## Artikel
──────

Von Michael Stabenow

An Würdigungen des im Alter von 98 Jahren verstorbenen früheren EU-Kommissionspräsidenten Jacques Delors mangelt es dieser Tage nicht. „Jacques Delors war ein Visionär, der Europa stärker gemacht hat. Seine Arbeit hat tiefgreifende Auswirkungen auf das Leben von Generationen Europäer, einschließlich meiner eigenen“, erklärte beispielsweise die derzeitige Amtsinhaberin Ursula von der Leyen.

Die Verdienste des französischen Sozialdemokraten, der ein Jahrzehnt lang, von 1985 bis 1995, an der Spitze der Europäischen Kommission stand, sind unbestritten. Unter seiner zielstrebigen Führung gelang es, die damalige Europäische Gemeinschaft aus der sogenannten Eurosklerose herauszuführen, das Projekt des schrankenlosen europäischen Binnenmarkts voranzutreiben sowie anschließend den Blick die Ende 1991 in Maastricht beschlossene Währungsunion zu richten.

Aus deutscher Sicht nicht zu unterschätzen ist der Beitrag, den Delors nach dem Fall der Berliner Mauer am 9. November 1989 zur deutschen Wiedervereinigung geleistet hat. Im Zusammenspiel mit dem damaligen Bundeskanzler Helmut Kohl und dem französischen Staatspräsidenten François  Mitterrand hat er geholfen, die – nicht immer rational begründeten – Sorgen vor einer übermächtigen Rolle Deutschlands in Europa zu nehmen.

Das Erfolgsgeheimnis: Die „Delors-Methode“

Ich habe das Jahrzehnt der von Delors geführten Kommission als Brüssel-Korrespondent aus nächster Nähe, soweit das für Journalisten möglich ist, erlebt. In Erinnerung bleibt mir vor allem das, was als „Delors-Methode“ bezeichnet wird. Der einstige christliche Gewerkschafter war kein begnadeter Redner, seine Stimme klang zuweilen monoton, und er wirkte, zumindest bei öffentlichen Auftritten, recht unnahbar. Aber den inhaltlichen Botschaften mangelte es selten an Klarheit.

──────

## Bereitgestellte Daten
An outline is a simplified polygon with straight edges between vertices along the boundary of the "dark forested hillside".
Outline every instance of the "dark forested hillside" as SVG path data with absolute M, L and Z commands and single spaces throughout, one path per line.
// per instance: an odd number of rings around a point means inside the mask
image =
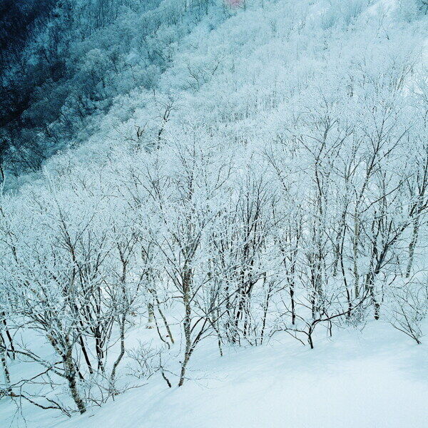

──────

## Aufgaben
A - Beantworte zum Artikel über Jacques Delors diese Fragen:
(i) In welchem Alter ist Delors gestorben?
(ii) Von welchem bis zu welchem Jahr stand er an der Spitze der Europäischen Kommission?
(iii) Aus welcher Position wurde das Jahrzehnt seiner Kommission laut dem Artikel aus nächster Nähe erlebt?
B - Schreib aus dem Artikel über Jacques Delors den Abschnitt von „Von Michael Stabenow“ bis einschließlich „Währungsunion zu richten.“ wortgetreu ab.

## Antworten je Aufgabe
A -
(i) Im Alter von 98 Jahren.
(ii) Von 1985 bis 1995.
(iii) Als Brüssel-Korrespondent.

B -
Von Michael Stabenow

An Würdigungen des im Alter von 98 Jahren verstorbenen früheren EU-Kommissionspräsidenten Jacques Delors mangelt es dieser Tage nicht. „Jacques Delors war ein Visionär, der Europa stärker gemacht hat. Seine Arbeit hat tiefgreifende Auswirkungen auf das Leben von Generationen Europäer, einschließlich meiner eigenen“, erklärte beispielsweise die derzeitige Amtsinhaberin Ursula von der Leyen.

Die Verdienste des französischen Sozialdemokraten, der ein Jahrzehnt lang, von 1985 bis 1995, an der Spitze der Europäischen Kommission stand, sind unbestritten. Unter seiner zielstrebigen Führung gelang es, die damalige Europäische Gemeinschaft aus der sogenannten Eurosklerose herauszuführen, das Projekt des schrankenlosen europäischen Binnenmarkts voranzutreiben sowie anschließend den Blick die Ende 1991 in Maastricht beschlossene Währungsunion zu richten.